(閱讀文本):
◆ ◆ ◆ ◆ ◆
人類的智慧(或稱知識、文化)階層是人類生存理想的創造者,是精神傢園的呵護者,因而必然是理想與現實的差距中最苦悶而且最需要精神救助者。誰來救助呢?還是人類自己的智慧。富有智慧的中國哲人沒有先繞個彎子創造出個上帝,再把苦悶的心靈交給上帝去拯救,而是直截了當地運用生命哲學進行自我救治。具體地說,就是用理念解釋的方式來清除精神苦悶,實現心境的愉悅平和。解釋不是在一切之間尋求合理性,而是尋求一切的本然性。知其本然乃可明“道”,明道方能超越。要超越的不僅是現實,也不僅是現實與理想的差距,甚至不是理想本身,而是這一切,是這一切的意義和價值。人站在這意義和價值之上,獲得本體自足自適、本真無偽的內在和諧。
儒傢入世,最須面對苦悶和解除苦悶。孔子便首先確立了“學者為己”[26]這個智慧人生的邏輯起點。“己”指每一個生命本體。“為己”而學是通過智慧行為實現本體的自覺、自足、自立。再通過“知天命”[27]來理解“死生有命,富貴在天”[28]的規律,確定與規律同一即“天人合一”的思維原則,從而超越生死和富貴這兩個引發人類精神苦悶的根本問題。他標舉出顔淵之“樂”[29]做為超越的楷模,以供“學者”效法。
◆ ◆ ◆ ◆ ◆
(所給記錄):
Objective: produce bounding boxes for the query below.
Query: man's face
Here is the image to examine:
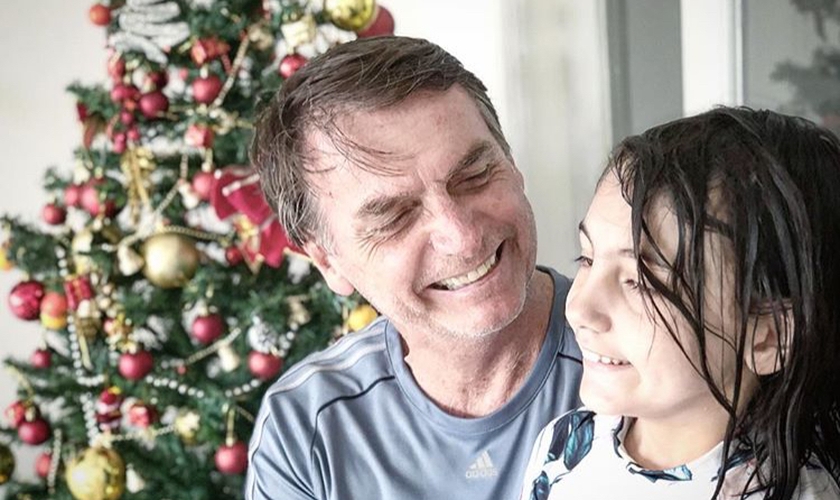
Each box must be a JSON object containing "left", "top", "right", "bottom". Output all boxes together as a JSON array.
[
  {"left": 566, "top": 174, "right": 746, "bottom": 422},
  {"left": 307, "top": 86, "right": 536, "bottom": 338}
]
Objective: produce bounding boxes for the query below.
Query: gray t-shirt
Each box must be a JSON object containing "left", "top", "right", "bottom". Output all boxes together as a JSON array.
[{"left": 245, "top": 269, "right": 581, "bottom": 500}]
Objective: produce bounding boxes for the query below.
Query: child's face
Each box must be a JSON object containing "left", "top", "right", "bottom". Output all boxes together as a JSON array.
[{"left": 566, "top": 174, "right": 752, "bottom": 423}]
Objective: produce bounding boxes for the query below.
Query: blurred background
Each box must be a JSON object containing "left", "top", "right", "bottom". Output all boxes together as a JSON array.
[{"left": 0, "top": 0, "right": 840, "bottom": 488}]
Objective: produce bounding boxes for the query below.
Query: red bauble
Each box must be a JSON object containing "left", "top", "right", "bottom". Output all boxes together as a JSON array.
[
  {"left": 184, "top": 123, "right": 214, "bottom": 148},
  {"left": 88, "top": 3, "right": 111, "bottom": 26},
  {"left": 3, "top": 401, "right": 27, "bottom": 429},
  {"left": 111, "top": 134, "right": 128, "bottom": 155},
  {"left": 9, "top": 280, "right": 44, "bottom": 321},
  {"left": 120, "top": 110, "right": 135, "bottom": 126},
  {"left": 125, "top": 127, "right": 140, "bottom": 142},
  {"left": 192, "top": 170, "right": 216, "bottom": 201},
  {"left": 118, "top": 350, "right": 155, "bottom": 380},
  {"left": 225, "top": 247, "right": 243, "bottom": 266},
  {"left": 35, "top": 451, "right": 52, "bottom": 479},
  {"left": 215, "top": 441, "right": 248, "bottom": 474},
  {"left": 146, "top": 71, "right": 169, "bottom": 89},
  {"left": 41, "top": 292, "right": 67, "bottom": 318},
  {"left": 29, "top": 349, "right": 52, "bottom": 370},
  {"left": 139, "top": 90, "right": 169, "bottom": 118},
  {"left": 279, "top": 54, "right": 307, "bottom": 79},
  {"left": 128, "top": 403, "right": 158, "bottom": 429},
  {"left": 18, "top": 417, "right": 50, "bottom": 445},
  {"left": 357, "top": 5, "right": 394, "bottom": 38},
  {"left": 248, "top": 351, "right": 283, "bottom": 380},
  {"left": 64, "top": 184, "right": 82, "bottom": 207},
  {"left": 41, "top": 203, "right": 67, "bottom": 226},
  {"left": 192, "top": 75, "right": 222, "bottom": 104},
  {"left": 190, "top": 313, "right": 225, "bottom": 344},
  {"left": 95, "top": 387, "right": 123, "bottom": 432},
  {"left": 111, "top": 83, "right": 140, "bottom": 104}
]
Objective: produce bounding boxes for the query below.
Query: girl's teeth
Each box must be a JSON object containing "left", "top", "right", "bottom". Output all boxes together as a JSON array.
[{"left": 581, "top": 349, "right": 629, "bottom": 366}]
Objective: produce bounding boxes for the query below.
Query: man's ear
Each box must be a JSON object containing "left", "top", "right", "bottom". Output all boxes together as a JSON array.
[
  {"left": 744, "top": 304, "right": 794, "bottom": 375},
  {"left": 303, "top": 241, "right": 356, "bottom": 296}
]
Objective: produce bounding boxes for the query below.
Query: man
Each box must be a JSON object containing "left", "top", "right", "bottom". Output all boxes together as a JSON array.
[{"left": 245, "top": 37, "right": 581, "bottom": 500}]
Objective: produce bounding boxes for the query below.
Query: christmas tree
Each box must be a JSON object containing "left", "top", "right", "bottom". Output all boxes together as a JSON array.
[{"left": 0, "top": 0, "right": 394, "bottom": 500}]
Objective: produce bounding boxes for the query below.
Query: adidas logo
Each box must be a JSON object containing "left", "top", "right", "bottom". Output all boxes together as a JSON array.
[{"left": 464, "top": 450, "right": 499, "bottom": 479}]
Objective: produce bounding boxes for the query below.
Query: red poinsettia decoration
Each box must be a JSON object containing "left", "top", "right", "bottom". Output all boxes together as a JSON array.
◆ ◆ ◆ ◆ ◆
(待辦事項):
**a)** 按閱讀文本所述,孔子首先確立了哪一句話作為智慧人生的邏輯起點?
**b)** 照原文抄錄閱讀文本中從“人類的智慧(或稱知識、文化)”起、到“足自適、本真無偽的內在和諧。”為止的部分,首尾兩處都要包括在內。
這些記錄與閱讀文本毫無關係。

(練習答案):
**a)** “學者為己”。

**b)**
人類的智慧(或稱知識、文化)階層是人類生存理想的創造者,是精神傢園的呵護者,因而必然是理想與現實的差距中最苦悶而且最需要精神救助者。誰來救助呢?還是人類自己的智慧。富有智慧的中國哲人沒有先繞個彎子創造出個上帝,再把苦悶的心靈交給上帝去拯救,而是直截了當地運用生命哲學進行自我救治。具體地說,就是用理念解釋的方式來清除精神苦悶,實現心境的愉悅平和。解釋不是在一切之間尋求合理性,而是尋求一切的本然性。知其本然乃可明“道”,明道方能超越。要超越的不僅是現實,也不僅是現實與理想的差距,甚至不是理想本身,而是這一切,是這一切的意義和價值。人站在這意義和價值之上,獲得本體自足自適、本真無偽的內在和諧。